***** Excerpt provided

The performance also includes readings that evoke memories of loss.

Navy Lt. Simon Hardman, a Royal Canadian Navy officer and tenor in the ensemble, recorded the poem “Crimson Stain” while standing in nearby Point Pleasant Park next to the sailors’ memorial.

The traditional “In Flanders Fields” is sung in the church by Christine Donkin.

The second poem, “Because We Love, We Cry,” is read by Sheree Fitch, a Nova Scotia poet who composed it the day after the mass shooting.

Amanda Zadeh, a soprano in the choir and a registered nurse, reads an excerpt from the late French writer Albert Camus, as she stands in front of a hospital wearing her protective clothing.

Joudrey said the performance has brought the singers back together after they endured months of cancelled performances.

Rehearsals in COVID-19 times are dramatically different, as the choristers wear masks designed by Ottawa-based singer and choir director Joan Fearnley that provide added space for singing.

Each person is socially distanced across the stage, and the practices occurred in two groups.

“They had to really work to hear each other well,” said Joudrey. 

“But they’re getting used to it and now when you hear the choir with their masks on, you’d be hard pressed to tell they’re on.”

The concert features the playing of “For the Fallen” by trumpet player Curtis Dietz, several piano performances by Lynette Wahlstrom, and solos by sopranos Meg Currie and Amanda Zadeh.

Joudrey said he’s hoping the concert reaches an audience who have “passed through such a storm of tragedies in Nova Scotia, followed by the pandemic’s isolation.”

“There’s a huge hunger for something to make sense and what I hope is that when people hear this little concert we’ve recorded it brings some level of solace or comfort or reflection,” he said.

**********
***** Provided records

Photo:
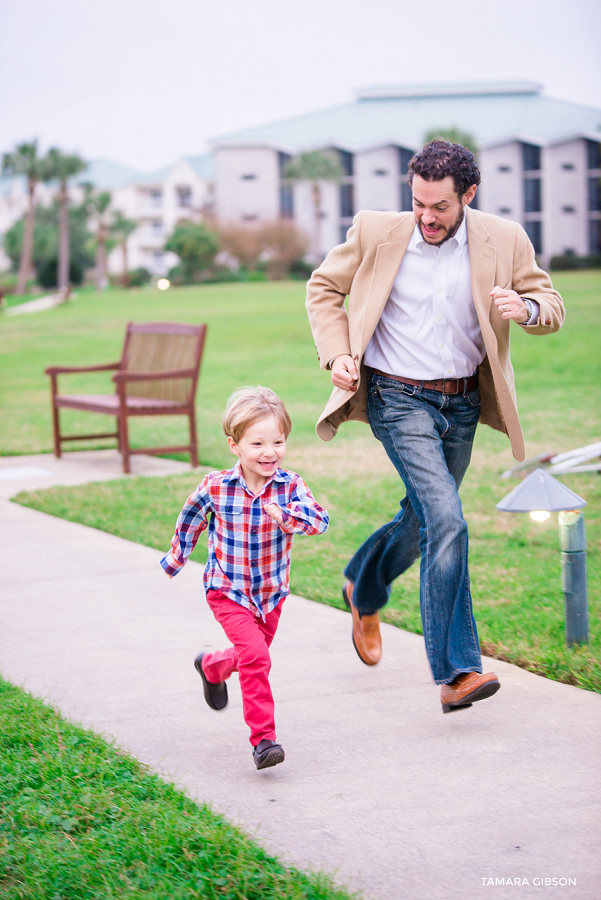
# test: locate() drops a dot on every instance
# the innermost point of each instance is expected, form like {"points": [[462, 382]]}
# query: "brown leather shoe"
{"points": [[366, 630], [466, 689]]}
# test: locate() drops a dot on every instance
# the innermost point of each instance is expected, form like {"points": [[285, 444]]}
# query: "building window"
{"points": [[594, 236], [405, 157], [283, 160], [406, 197], [532, 195], [347, 201], [346, 161], [530, 157], [184, 197], [593, 155], [286, 201], [534, 230], [406, 200], [594, 194]]}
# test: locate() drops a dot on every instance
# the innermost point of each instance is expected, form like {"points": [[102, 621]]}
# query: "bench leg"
{"points": [[56, 431], [193, 439], [123, 441]]}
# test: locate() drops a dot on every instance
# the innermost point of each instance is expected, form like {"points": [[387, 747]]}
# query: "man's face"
{"points": [[438, 209]]}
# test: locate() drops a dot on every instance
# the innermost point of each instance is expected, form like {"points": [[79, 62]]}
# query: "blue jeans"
{"points": [[428, 437]]}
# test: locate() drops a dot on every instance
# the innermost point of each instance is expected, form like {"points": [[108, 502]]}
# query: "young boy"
{"points": [[252, 512]]}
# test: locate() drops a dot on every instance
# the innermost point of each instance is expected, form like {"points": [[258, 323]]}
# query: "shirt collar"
{"points": [[417, 244]]}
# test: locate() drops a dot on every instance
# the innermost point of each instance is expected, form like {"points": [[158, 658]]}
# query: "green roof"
{"points": [[404, 114]]}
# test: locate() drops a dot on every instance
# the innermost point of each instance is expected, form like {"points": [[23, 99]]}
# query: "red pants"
{"points": [[249, 656]]}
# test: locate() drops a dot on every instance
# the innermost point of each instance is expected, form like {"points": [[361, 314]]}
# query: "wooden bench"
{"points": [[157, 375]]}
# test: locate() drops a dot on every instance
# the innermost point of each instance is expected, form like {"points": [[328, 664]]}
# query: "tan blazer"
{"points": [[364, 269]]}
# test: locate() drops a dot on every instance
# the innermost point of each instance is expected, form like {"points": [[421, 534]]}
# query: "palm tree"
{"points": [[24, 160], [121, 228], [315, 167], [97, 204], [63, 166]]}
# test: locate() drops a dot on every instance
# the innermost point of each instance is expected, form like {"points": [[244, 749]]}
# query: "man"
{"points": [[422, 355]]}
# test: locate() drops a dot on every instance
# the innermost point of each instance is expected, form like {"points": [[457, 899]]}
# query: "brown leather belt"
{"points": [[444, 385]]}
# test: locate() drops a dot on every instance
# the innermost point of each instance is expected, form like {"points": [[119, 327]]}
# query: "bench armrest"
{"points": [[124, 377], [63, 370]]}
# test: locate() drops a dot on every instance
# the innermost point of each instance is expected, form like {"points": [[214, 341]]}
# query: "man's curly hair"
{"points": [[439, 158]]}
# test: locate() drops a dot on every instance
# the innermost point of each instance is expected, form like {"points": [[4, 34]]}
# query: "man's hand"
{"points": [[344, 373], [275, 511], [510, 305]]}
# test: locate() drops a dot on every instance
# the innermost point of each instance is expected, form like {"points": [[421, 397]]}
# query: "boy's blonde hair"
{"points": [[249, 404]]}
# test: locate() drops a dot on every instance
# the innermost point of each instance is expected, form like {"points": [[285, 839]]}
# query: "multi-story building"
{"points": [[540, 161], [157, 201]]}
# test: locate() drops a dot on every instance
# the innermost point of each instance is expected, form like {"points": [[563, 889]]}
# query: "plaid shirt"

**********

Tasks to perform:
a. According to the choir concert excerpt, who designed the masks the choristers wear during rehearsals?
b. Reproduce everything in the choir concert excerpt from "The performance also" down to "by Christine Donkin.".
c. Using the choir concert excerpt, decide whether each statement agrees with it, answering yes or no and quoting the deciding words: (i) Sheree Fitch wrote "Because We Love, We Cry" the day after the mass shooting. (ii) The choir's practices were held in three groups. (iii) Curtis Dietz gives several piano performances in the concert.

Answers to the exercise:
a. Ottawa-based singer and choir director Joan Fearnley.

b.
The performance also includes readings that evoke memories of loss.

Navy Lt. Simon Hardman, a Royal Canadian Navy officer and tenor in the ensemble, recorded the poem “Crimson Stain” while standing in nearby Point Pleasant Park next to the sailors’ memorial.

The traditional “In Flanders Fields” is sung in the church by Christine Donkin.

c.
(i) Yes: "a Nova Scotia poet who composed it the day after the mass shooting."
(ii) No: "the practices occurred in two groups."
(iii) No: "the playing of “For the Fallen” by trumpet player Curtis Dietz, several piano performances by Lynette Wahlstrom"